— START —

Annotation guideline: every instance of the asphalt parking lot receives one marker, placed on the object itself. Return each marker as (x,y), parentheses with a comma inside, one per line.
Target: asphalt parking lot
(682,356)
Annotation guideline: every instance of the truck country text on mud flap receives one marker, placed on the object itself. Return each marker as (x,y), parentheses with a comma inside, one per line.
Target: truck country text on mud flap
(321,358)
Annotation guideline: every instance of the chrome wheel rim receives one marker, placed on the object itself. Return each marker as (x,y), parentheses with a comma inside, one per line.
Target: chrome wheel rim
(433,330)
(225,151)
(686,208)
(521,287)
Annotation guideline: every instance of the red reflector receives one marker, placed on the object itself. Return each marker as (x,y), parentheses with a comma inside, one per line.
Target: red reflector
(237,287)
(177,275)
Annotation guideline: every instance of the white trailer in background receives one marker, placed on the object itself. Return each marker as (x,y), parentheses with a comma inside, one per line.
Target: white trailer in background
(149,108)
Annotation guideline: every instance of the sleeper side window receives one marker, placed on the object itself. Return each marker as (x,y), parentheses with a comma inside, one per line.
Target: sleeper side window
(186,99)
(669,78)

— END —
— START —

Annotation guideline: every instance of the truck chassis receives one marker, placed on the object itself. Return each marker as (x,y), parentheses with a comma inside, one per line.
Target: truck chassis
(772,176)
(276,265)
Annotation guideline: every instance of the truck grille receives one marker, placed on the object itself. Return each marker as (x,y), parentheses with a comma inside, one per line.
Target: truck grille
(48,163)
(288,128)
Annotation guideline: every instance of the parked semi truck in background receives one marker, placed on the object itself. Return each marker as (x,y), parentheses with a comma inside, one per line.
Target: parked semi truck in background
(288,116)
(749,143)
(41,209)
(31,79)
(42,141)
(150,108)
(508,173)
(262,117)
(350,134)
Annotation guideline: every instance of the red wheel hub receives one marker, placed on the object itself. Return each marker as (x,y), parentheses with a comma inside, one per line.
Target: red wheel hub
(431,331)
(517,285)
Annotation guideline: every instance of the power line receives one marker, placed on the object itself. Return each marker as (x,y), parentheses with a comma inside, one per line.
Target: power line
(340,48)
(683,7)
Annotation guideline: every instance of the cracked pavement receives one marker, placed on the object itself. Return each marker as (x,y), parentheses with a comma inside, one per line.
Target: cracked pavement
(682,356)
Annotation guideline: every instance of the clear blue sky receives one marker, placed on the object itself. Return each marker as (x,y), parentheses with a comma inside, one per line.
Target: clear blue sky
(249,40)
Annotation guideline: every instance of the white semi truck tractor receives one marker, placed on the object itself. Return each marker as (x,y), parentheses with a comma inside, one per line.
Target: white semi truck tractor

— END —
— START —

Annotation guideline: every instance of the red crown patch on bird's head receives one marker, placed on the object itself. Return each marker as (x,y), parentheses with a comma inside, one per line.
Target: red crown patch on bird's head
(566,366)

— END —

List every line of the records that contains the string "flap", copying each line in full. Case counts.

*Completed task*:
Annotation guideline: every instance of the truck country text on mud flap receives one marker, placed on the object itself. Return each marker as (x,y), parentheses with a comma inside, one per line.
Target: truck country text on mud flap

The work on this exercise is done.